-- Text shown --
------------------------
Film historians estimate that more than 80%-- 80%-- made of the films during this period are now lost to us, making the task of saying anything fact-like at all about the silent era quite difficult.
The Gatsby version of 1926, sold by Fitzgerald for $45,000 and made by Paramount and Partners, has indeed imploded somewhere. But preservationists recently-- in fact, very recently-- have discovered and restored the trailer for the film, which I'm about to show you.
It's a fascinating piece of film-- one which, also by the way, assumes that you've read the novel, unlike later versions, which you'll see. And I want to hear concentrate just on two things for you to think about as you watch. So first, in an era when the cinema was struggling for legitimation as an entertainment for the middle classes, note the trailer's emphasis on class difference as delineated through mise en scene-- that is through setting, through lighting, through casting, and through costuming.
The first scene that you'll see introduces us to Georgia Hale as Myrtle-- she was Chaplin's co-star in The Gold Rush-- and William Powell, who had a distinguished career as George. And they're later contrasted with The Wild Party glamor that includes, the notes tell us, an incident invented for the film in which everyone dives into Gatsby's pool after he tosses in gold coins.
Without relying on language or even here on inter-titles, this medium is able to communicate volumes of information through relatively conventional images.
Another element-- the second element-- I'd like you to pay attention to is the motif of looking. The eyes of the famous TJ Eckleburg billboard, calling our attention to the self-referential cap capacities of cinema, to the pleasures of spectacle. So can we have the first clip, please.
PROFESSOR AMY VILLAREJO: I'm going to leave it to you to talk about it. I'm eager to hear your responses. The next adaptation is from 1949, and I'm afraid I can't show it to you since it somehow-- and perhaps fittingly-- circulates only on pirated DVD. I bought it on eBay.
So I'll just mention some of the interesting ways in which it departs from the novel and from this previous adaptation. Drawing upon the conventions of the cycle of films from the 1940s-- some you're familiar with these, known as film noir-- do you know what that is? Film noir? "Dark film?" This Gatsby opens as an unapologetic gangster film, supplying a back story for Jay Gatsby's wealth at which the novel really only hints.
Using stock footage that you would recognize as a classic 1940s footage of men in trench coats on rainy dark streets, Nick Caraway's voiceover gives an inventory of what he calls the "throbbing '20s--" this is from the voiceover quotation-- "new ways to get one's hands on the big money, the speakeasy, the gun man, the bootlegger, run runners, the hijackers, all the gang wars. And out of the '20s and all that they were," he tells us, came Jay Gatsby. "This Gatsby is a crook, pure and simple. His excesses are, however, savored in the film for an audience close enough to the '20s to be able to remember them.
------------------------
-- Records shown --
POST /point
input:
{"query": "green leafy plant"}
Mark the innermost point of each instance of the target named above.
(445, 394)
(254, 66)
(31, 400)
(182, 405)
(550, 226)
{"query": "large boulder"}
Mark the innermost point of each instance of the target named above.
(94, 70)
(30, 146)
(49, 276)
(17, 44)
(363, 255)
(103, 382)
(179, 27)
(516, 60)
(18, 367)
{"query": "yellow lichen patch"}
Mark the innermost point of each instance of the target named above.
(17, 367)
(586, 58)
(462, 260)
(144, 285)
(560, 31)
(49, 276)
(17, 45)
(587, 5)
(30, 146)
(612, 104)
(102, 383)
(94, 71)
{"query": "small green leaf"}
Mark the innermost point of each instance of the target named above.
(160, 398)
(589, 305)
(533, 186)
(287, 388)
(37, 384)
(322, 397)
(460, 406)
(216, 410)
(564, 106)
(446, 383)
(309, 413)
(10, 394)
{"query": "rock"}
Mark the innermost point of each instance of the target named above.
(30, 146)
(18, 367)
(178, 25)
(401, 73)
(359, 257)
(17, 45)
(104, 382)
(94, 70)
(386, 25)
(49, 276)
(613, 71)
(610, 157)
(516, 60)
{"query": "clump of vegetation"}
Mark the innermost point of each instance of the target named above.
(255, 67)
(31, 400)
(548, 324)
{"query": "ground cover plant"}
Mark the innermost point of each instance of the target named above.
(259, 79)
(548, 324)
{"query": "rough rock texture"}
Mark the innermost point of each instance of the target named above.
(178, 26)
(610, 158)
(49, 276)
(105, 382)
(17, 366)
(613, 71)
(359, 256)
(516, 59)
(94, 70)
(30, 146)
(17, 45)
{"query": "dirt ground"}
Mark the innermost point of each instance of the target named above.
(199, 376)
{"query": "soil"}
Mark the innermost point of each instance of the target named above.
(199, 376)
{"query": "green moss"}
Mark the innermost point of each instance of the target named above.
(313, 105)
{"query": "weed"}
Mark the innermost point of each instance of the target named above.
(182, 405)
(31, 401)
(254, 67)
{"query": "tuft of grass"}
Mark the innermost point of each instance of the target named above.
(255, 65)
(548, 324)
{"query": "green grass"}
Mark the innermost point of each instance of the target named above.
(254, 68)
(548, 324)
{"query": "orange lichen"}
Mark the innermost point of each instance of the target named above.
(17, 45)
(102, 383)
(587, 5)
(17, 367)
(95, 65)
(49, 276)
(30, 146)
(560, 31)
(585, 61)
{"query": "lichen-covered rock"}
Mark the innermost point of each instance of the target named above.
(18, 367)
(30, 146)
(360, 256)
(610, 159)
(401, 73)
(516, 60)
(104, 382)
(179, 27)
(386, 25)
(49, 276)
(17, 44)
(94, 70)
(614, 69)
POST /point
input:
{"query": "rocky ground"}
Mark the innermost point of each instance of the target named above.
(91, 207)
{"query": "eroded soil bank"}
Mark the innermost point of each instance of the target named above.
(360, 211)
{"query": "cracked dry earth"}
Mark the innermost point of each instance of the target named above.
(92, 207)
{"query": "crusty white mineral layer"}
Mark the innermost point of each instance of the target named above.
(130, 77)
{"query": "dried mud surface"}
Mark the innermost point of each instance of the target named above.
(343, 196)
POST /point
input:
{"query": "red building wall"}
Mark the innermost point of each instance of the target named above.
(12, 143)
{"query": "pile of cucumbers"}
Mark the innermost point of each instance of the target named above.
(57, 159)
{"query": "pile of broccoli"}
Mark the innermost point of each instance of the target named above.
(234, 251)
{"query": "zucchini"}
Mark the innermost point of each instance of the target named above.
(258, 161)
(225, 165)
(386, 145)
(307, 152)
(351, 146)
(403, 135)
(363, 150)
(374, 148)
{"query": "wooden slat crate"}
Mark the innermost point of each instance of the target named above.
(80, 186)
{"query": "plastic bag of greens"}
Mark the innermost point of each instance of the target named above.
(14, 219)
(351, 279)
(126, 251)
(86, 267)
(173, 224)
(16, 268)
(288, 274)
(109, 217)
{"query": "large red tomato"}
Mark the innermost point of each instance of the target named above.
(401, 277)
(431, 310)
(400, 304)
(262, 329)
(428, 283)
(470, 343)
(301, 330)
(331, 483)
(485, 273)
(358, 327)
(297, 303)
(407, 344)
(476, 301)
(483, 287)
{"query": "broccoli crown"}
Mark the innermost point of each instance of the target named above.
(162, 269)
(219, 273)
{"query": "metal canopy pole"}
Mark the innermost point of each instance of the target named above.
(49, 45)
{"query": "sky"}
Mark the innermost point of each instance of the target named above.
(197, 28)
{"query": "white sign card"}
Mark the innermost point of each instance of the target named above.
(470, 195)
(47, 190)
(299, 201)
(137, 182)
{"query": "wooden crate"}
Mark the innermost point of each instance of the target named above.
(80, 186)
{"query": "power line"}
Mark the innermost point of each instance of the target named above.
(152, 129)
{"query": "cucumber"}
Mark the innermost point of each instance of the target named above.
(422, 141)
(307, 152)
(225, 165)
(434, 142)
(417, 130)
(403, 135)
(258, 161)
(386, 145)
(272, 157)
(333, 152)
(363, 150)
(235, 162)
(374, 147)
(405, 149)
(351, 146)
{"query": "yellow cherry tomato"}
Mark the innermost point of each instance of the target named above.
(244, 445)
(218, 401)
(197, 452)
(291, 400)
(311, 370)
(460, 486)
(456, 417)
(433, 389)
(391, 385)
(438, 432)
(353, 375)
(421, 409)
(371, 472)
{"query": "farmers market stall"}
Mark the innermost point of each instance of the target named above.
------------------------
-- Goal A --
Summarize the lecture text in two sentences.
-- Goal B --
Answer these questions from the lecture text:
(i) For how much did Fitzgerald sell the 1926 version?
(ii) Which actress plays Myrtle in the trailer?
(iii) In what form does the 1949 adaptation circulate?

-- Worked solution A --
Film historians estimate that more than 80% of silent-era films are lost, including the 1926 Gatsby film, though its trailer was recently discovered and restored. That trailer shows class difference through mise en scene and uses the motif of looking, while the 1949 adaptation opens as a gangster film drawing on film noir conventions and gives a back story for Gatsby's wealth.

-- Worked solution B --
(i) $45,000
(ii) Georgia Hale
(iii) Only on pirated DVD